Consegna:
Riassumi in due frasi l'intervista sulla letteratura russa.

Testo di partenza:

___

Letteratura russa oggi, cosa sapere di narrativa e poesia. Guido Carpi in dialogo con Oleg Lekmanov e Valerij Šubinskij
(intervista e traduzione a cura del prof. Guido Carpi
ordinario di Letteratura russa all’Università di Napoli “L’Orientale”)
Miracoli del villaggio globale: dalla mia postazione partenopea, dove Miradois cozza con Capodimonte, converso amabilmente di letteratura russa con Oleg Lekmanov (Mosca, classe 1967) e Valerij Šubinskij (San Pietroburgo, classe 1965): due studiosi novecentisti ai massimi livelli, esperti, fra le tante cose, di Osip Mandel’štam il primo e di Oberiu il secondo. Da veri professionisti, entrambi sanno subito calibrare la conversazione sulle aspettative di un pubblico colto ma allofono, gravato da limiti che certo non hanno gli studenti che li ascoltano in classe…
Carpi
La redazione di ZEST, dopo una prima intervista in cui ho fatto una panoramica sull’attualità della narrativa e della poesia dai classici ad oggi, è interessata ad un approfondimento ulteriore. Io, quindi, inizierei così: prendiamo un lettore italiano che conosce già due o tre classici della letteratura russa del Novecento (tipo Il Maestro e Margherita e Il dottor Živago). Secondo voi come dovrebbe procedere per allargare e approfondire la sua cerchia di letture? Io, ad esempio, gli consiglierei di seguire l’ordine cronologico, ossia di cominciare dai testi che stanno alla base della letteratura del periodo sovietico: I dodici di Aleksandr Blok, Noi di Evgenij Zamjatin, L’anno nudo di Boris Pil’njak, L’armata a cavallo di Isaak Babel’. Non sarebbe male, secondo me, che il lettore facesse anche un piccolo passo indietro e leggesse quella prosa sperimentale degli anni Dieci (i romanzi di Andrej Belyj, Foglie cadute di Vasilij Rozanov) che ha posto le basi per lo stile della prosa immediatamente post-rivoluzionaria. Voi che ne dite?
Lekmanov
A mio parere, la risposta a questa domanda dipende in larga misura dagli scopi che si pone il nostro ipotetico lettore. Se vuole capire cos’è successo nella Russia sovietica dopo l’Ottobre del 1917, oppure se gli interessa studiare la letteratura sovietica in modo sistematico, la lista che hai proposto va benissimo (io vi includerei senz’altro i primi racconti di Michail Zoščenko e forse, per i più caparbi, Cemento di Fedor Gladkov). Se invece il nostro lettore desidera solo godersi la letteratura russa del Novecento, confermerei Zoščenko e Zamjatin e aggiungerei i racconti di Leonid Dobyčin e i Racconti di Odessa di Babel’ (non L’armata a cavallo), mentre Pil’njak lo escluderei a cuor leggero.

___

Righe estratte:
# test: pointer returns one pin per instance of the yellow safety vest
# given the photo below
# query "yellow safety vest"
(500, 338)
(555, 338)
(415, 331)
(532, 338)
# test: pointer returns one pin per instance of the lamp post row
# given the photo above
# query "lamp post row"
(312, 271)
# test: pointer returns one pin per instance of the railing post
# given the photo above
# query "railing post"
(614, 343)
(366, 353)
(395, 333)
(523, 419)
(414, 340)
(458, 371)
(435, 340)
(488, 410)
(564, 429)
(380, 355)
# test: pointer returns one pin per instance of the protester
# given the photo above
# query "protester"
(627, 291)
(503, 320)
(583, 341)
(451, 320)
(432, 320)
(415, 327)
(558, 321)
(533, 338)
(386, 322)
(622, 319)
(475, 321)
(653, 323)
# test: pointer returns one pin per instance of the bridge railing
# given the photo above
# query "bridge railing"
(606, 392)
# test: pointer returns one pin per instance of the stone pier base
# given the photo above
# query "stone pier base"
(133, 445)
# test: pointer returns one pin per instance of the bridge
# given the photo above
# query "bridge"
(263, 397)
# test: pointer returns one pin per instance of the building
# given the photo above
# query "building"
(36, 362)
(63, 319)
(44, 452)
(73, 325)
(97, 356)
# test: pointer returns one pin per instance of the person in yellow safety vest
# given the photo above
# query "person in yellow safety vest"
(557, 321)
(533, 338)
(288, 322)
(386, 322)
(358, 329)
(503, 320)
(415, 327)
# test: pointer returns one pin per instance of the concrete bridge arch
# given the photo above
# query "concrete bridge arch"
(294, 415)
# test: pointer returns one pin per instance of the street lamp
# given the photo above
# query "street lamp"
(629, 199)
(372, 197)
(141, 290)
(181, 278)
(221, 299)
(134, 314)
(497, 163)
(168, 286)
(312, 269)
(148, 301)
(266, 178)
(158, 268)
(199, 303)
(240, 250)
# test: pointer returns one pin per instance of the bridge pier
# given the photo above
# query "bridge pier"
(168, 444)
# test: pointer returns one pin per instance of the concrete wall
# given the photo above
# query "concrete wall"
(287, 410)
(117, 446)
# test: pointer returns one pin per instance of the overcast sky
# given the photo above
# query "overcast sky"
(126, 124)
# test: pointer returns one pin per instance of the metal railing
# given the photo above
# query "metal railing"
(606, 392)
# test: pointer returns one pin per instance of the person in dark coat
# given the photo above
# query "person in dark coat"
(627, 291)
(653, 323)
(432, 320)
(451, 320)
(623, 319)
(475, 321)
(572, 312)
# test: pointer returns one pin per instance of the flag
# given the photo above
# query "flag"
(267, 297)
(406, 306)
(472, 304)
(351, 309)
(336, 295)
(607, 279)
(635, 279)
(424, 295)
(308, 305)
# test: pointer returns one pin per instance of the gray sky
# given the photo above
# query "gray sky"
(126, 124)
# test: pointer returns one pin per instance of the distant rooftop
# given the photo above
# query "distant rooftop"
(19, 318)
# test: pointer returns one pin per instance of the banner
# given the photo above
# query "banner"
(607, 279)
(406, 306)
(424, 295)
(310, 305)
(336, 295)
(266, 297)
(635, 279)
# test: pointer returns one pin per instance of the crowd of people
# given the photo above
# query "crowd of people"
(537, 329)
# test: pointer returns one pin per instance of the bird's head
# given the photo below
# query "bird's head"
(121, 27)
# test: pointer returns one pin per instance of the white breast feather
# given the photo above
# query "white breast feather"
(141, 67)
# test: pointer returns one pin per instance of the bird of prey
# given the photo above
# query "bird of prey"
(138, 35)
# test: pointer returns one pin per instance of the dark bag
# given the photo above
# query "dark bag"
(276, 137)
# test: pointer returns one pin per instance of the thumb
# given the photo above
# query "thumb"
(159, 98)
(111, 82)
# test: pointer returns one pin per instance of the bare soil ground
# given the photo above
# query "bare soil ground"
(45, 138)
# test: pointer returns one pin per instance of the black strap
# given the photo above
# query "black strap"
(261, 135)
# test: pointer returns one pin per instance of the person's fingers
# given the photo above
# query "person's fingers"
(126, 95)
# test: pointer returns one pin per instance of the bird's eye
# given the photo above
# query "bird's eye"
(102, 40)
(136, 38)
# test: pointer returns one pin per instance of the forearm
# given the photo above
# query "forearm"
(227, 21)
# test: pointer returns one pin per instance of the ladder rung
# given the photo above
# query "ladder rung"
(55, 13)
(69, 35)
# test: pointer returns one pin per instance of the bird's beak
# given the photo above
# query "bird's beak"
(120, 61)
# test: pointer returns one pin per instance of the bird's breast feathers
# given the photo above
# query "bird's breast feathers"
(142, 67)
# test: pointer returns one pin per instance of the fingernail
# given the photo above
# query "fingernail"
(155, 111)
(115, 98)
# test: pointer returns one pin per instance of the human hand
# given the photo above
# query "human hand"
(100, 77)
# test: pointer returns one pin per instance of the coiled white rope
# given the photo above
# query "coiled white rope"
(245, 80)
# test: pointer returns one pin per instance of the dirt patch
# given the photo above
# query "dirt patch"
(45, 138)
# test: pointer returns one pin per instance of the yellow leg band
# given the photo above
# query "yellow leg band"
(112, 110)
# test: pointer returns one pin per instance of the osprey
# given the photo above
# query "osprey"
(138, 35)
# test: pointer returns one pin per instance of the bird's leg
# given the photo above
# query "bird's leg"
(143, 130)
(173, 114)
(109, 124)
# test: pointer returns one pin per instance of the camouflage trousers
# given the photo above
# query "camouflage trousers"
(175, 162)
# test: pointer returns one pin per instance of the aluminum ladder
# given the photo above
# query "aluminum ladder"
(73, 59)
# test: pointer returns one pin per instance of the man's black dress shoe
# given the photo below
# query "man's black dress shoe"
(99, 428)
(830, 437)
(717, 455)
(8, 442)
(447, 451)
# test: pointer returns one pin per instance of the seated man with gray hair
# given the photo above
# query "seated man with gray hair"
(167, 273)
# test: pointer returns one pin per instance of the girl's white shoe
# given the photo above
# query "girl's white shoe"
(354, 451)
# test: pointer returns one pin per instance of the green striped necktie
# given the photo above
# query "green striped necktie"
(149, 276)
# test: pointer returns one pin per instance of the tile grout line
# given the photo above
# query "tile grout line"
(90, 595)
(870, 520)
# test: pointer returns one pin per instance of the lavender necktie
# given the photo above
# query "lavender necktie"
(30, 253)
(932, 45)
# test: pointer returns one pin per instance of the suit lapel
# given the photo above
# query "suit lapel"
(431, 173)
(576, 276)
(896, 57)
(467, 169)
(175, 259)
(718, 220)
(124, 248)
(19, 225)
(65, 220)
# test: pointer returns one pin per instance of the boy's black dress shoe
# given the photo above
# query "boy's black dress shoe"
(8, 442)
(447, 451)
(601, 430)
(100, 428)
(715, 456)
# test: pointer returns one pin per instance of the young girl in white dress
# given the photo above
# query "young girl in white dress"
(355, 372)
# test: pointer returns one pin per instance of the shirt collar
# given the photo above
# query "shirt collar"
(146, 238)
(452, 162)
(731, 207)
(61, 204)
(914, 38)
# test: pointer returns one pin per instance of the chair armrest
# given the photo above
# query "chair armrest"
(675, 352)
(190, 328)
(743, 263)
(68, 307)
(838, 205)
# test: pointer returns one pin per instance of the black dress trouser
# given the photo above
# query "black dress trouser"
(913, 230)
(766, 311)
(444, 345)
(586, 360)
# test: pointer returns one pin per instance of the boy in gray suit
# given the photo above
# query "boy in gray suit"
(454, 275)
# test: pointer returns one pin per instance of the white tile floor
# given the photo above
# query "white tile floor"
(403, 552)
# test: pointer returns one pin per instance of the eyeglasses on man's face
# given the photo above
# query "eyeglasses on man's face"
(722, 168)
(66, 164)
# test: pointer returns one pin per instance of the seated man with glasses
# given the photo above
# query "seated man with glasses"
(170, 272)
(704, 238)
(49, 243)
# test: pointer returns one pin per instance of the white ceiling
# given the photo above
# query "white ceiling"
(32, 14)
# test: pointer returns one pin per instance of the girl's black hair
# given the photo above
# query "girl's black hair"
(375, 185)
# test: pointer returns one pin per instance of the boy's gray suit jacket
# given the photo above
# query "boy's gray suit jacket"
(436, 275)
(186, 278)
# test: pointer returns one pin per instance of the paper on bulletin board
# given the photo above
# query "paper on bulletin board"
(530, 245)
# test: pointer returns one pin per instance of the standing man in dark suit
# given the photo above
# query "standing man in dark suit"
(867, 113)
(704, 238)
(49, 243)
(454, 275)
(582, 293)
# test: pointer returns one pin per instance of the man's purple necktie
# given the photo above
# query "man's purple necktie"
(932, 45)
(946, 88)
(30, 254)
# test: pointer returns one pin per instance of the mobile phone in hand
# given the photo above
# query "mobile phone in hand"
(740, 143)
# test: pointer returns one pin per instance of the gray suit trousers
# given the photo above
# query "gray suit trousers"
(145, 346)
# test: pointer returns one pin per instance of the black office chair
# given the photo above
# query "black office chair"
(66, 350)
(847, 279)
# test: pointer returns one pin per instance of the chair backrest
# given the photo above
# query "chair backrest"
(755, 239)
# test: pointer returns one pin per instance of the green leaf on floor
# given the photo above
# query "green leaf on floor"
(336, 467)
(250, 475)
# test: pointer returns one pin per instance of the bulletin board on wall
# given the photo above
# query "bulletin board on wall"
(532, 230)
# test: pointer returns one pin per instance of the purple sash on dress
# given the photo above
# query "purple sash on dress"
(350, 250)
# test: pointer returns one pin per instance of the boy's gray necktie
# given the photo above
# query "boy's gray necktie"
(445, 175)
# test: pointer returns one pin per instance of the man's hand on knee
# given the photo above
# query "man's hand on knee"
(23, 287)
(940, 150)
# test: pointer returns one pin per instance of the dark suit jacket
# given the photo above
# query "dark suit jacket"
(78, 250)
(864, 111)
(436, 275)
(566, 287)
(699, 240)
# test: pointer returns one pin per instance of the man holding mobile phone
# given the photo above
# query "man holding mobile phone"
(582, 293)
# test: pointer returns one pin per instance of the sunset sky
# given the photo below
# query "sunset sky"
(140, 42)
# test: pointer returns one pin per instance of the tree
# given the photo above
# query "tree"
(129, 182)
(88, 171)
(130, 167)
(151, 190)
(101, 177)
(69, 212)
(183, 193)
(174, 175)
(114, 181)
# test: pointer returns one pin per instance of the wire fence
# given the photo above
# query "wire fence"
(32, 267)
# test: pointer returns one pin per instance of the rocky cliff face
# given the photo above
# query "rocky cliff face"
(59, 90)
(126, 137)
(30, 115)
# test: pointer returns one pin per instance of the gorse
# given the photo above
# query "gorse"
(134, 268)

___

Risposta completa:
Guido Carpi chiede a Oleg Lekmanov e Valerij Šubinskij come un lettore italiano che conosce già alcuni classici russi del Novecento possa allargare le sue letture, e propone di seguire l'ordine cronologico partendo da Blok, Zamjatin, Pil'njak e Babel', con un passo indietro alla prosa sperimentale degli anni Dieci. Lekmanov risponde che tutto dipende dagli scopi del lettore: per uno studio sistematico la lista va bene, con l'aggiunta di Zoščenko e forse di Gladkov, mentre chi vuole solo godersi questa letteratura dovrebbe leggere Zoščenko, Zamjatin, Dobyčin e i Racconti di Odessa di Babel', lasciando da parte Pil'njak.